PROBLEM
From the announcement below on the amended equity plans, list every calendar date it mentions, each with what the announcement says happens on or is dated that day.

Absolute Software Corporation (Nasdaq: ABST) (TSX: ABST), a
leader in self-healing Zero Trust solutions, today announced that
it has amended its new Omnibus Equity Incentive Plan
(“OEIP”) and 2021 Employee Stock Ownership Plan (the
“2021 ESOP”) to (i) reduce the cap on the aggregate number
of common shares that may be issued pursuant to these plans from 9%
to 8.8% of the aggregate number of issued and outstanding common
shares from time to time, and (ii) update the change of control
clause in the OEIP.
The Meeting & Voting
Absolute’s annual general meeting (the “Meeting”) is
currently set to be held on December 14, 2021 at 2:00 p.m. (PT) at
Suite 2600, 595 Burrard Street, Vancouver, British Columbia, and
virtually online at https://meetnow.global/MG7CYCH. In Absolute’s
management information circular dated November 15, 2021 (the
“Circular”), Absolute’s shareholders have been asked to
approve the OEIP and the 2021 ESOP. The subject resolutions will
now represent approval of the OEIP and the 2021 ESOP with the
amendments described below included.
Shareholders are encouraged to vote their shares well in advance
of the official proxy voting deadline on December 10, 2021 at 2:00
p.m. (PT). Shareholders who have questions or require assistance
with voting should contact Laurel Hill Advisory Group at
1-877-452-7184 (North American toll-free), 416-304-0211 (calls
outside North America) or by email at
assistance@laurelhill.com.

STORED ROWS
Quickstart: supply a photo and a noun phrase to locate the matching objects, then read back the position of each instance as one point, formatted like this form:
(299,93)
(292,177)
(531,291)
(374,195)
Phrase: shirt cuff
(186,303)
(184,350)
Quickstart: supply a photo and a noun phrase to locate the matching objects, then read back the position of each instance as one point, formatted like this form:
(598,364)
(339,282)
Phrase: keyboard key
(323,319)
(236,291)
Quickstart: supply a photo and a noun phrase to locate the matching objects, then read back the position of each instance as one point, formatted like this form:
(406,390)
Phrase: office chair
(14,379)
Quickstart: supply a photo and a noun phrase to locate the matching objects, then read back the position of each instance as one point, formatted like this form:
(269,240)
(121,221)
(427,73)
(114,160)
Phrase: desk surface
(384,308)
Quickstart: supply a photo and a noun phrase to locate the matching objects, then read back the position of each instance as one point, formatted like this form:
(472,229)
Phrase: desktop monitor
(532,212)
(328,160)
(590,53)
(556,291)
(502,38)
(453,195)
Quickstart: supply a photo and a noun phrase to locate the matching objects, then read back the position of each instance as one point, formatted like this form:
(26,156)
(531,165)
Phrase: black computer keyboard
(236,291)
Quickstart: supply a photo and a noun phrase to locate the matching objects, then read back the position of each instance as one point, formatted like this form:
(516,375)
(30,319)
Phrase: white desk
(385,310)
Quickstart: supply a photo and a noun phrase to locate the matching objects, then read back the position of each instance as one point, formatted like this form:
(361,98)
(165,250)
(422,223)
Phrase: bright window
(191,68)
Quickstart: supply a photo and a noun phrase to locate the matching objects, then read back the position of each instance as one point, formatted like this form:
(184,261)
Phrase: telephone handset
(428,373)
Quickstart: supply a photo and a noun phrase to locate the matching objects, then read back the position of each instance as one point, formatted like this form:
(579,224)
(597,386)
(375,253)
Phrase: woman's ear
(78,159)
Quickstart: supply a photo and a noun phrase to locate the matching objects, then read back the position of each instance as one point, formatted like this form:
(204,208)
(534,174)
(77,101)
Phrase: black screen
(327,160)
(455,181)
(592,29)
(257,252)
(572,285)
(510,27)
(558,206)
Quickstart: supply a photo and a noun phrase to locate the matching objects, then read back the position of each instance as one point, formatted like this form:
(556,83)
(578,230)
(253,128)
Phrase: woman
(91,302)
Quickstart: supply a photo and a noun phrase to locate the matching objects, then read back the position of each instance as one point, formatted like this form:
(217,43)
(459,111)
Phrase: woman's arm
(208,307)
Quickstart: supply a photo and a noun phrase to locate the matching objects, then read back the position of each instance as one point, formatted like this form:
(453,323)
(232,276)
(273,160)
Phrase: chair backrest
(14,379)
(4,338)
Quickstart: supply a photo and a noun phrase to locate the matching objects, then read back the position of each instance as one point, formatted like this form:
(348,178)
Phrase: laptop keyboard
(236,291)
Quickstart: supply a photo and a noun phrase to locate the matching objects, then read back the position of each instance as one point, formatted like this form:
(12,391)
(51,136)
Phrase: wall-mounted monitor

RESULT OF THIS EXERCISE
- November 15, 2021: the date of Absolute's management information circular (the "Circular")
- December 10, 2021: the official proxy voting deadline, at 2:00 p.m. (PT)
- December 14, 2021: the date set for Absolute's annual general meeting, at 2:00 p.m. (PT)